**Document text**.
■ ■ ■ ■
The two herds of deer in Bushy Park are wild animals. They can be unpredictable. The safe distance to observe deer in the park is 50 metres. That is the length of three London buses.

If you are photographing them, stay distant from them. If you approach them closely, the deer may become disturbed and aggressive. If a deer approaches you, move away calmly. If you are walking a dog which is not on a lead, do not to allow the dog to get close or harass the deer. Do not try to feed or stroke the deer. Human food is unsuitable and harms the health of the deer.

During the birthing season (early summer months) deer mothers hide their new born calves in bracken, long grasses, and bushes. If you inadvertently approach a hidden deer the mother is likely to charge aggressively at you or your dog.

During the rutting season (in the Autumn) the male Bucks and Harts (or Stags) fight each other for the right to breed with the females. The stags are full of testosterone and will bellow across the park to announce their presence and invitations to fight. Do not get close to the deer at this time of year. They are dangerous. If you get between two opposing stags, or between a stag and his harem of females, you may be attacked. Deer have been injured by dogs or cars. Occasionally deer have injured dogs or humans or attacked passing cars, during the birthing season or during the rut.

The deer have been the residents of the park for centuries. Visitors to the park must respect they are in a space where the deer roam and the deer are wild animals.

12 things you should know about the deer rutting season

Deer rutting (breeding) season is under way and will last until early November. Richmond and Bushy Parks are home to over 1,000 free roaming Red and Fallow deer and during the rut you may notice some behavioural and physical changes in the stags and bucks.

Find out more below about one of wildlife’s greatest spectacles.

*There are slight differences in how the fallow and red deer rut, so for the purposes of this article we mainly focus on the red deer, the UK’s largest wild land mammal.

1. During the rut, you may see one stag with up to 40 hinds
The biggest stags will hold harems in the middle of the rut when most of the hinds (female red deer) are in season (oestrus)
The smaller stags will lie in wait to try to mate with the hinds when the dominant stag is in battle or exhausted following a fight.

2. Holding a harem together is tiring work
Being king of the castle comes at a price. The biggest and strongest stags spend most of their time chasing away challengers and preventing hinds from straying, leaving little time for eating or sleeping.

3. Keep your distance, bring binoculars
If you would think twice before entering into an enclosed space with a bull, then we urge you to apply this common sense to wild deer, especially during rutting season when stags are flooded with testosterone and adrenaline.
In the run up to the rut, a stag will weigh around 25 stone and have sharp antlers. Being hit by a stag travelling at full speed of up to 30mph is the equivalent of being mown down by a motorbike.
■ ■ ■ ■
**Information given**.
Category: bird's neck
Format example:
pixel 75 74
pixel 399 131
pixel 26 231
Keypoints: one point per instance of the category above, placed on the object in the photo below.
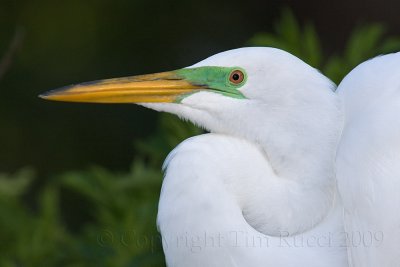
pixel 300 150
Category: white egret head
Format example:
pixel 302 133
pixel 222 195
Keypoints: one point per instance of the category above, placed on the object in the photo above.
pixel 224 93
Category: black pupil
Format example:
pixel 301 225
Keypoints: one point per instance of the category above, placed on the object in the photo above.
pixel 235 76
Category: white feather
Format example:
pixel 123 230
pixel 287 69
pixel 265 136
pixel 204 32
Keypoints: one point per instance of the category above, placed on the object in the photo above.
pixel 266 171
pixel 368 161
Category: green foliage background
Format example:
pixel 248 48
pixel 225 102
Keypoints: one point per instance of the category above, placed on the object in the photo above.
pixel 116 211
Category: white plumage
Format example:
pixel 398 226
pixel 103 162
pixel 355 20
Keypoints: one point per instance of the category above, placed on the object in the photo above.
pixel 368 162
pixel 292 173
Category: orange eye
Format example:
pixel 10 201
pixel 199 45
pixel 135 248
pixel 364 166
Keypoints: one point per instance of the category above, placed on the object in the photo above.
pixel 236 77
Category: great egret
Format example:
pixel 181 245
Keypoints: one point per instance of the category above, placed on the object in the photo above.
pixel 260 189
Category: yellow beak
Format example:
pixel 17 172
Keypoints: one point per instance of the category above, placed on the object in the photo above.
pixel 151 88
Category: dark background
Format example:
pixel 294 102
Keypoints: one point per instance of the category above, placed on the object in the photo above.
pixel 64 42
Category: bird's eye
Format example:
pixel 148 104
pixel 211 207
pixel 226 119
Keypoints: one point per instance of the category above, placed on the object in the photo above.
pixel 236 77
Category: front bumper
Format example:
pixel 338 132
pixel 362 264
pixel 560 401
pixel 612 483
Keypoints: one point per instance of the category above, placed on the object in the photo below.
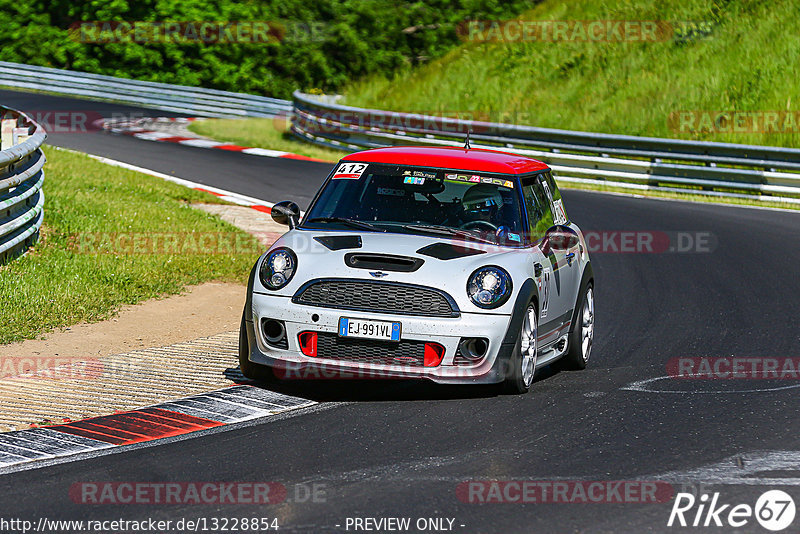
pixel 446 331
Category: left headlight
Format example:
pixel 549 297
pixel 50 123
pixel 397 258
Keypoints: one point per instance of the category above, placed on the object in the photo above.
pixel 278 268
pixel 489 287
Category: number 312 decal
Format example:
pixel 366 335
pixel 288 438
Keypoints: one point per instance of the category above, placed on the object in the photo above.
pixel 349 171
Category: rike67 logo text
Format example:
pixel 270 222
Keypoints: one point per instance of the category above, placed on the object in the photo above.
pixel 774 510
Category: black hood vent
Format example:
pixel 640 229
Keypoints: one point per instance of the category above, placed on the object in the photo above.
pixel 449 251
pixel 339 242
pixel 382 262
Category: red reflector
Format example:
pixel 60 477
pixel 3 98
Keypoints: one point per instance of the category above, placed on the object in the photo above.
pixel 433 354
pixel 308 343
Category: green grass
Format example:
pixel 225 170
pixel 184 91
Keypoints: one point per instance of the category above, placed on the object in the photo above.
pixel 749 62
pixel 64 281
pixel 262 133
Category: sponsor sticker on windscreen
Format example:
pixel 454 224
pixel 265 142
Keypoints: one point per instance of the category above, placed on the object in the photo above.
pixel 366 328
pixel 349 171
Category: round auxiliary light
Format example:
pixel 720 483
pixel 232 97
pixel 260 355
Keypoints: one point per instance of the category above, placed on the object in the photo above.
pixel 278 268
pixel 489 287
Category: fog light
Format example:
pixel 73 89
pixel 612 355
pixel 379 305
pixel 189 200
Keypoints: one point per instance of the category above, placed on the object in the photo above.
pixel 433 354
pixel 308 343
pixel 274 331
pixel 473 348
■ ■ ■ ■
**Activities**.
1. According to the text on the Bushy Park deer, what is the safe distance for observing the deer?
2. Carry on the text on the Bushy Park deer from the point where it stops.
Nothing in the records is needed.

**Results of the exercise**.
1. 50 metres, the length of three London buses.

2.
Please remember that deer are wild animals, keep 50 metres away and do not wave food or mobile phones in their faces. We urge all visitors to keep their distance, both for personal safety reasons and to avoid disrupting the natural behaviour of the rut.

4. Their roar reflects their size
In the lead up to the rut, there are a number of physiological changes to male deer including an increase of testosterone, the doubling of neck thickness, the larynx becoming more prominent and the tongue changing shape.
Roars are used as the first line of defence as a way to deter rivals. A deeper louder roar signals a larger animal. The sound of a roar can help rival stags determine from a distance whether to try their luck, and females can use it to judge the best quality males in the area.

5. If roaring does not deter a rival, they parallel walk
If two roars are evenly matched and neither retreats, the animals parallel walk to assess the size and condition of their opponent. If neither deer backs down, they will lock antlers and engage in a shoving match to settle the dispute.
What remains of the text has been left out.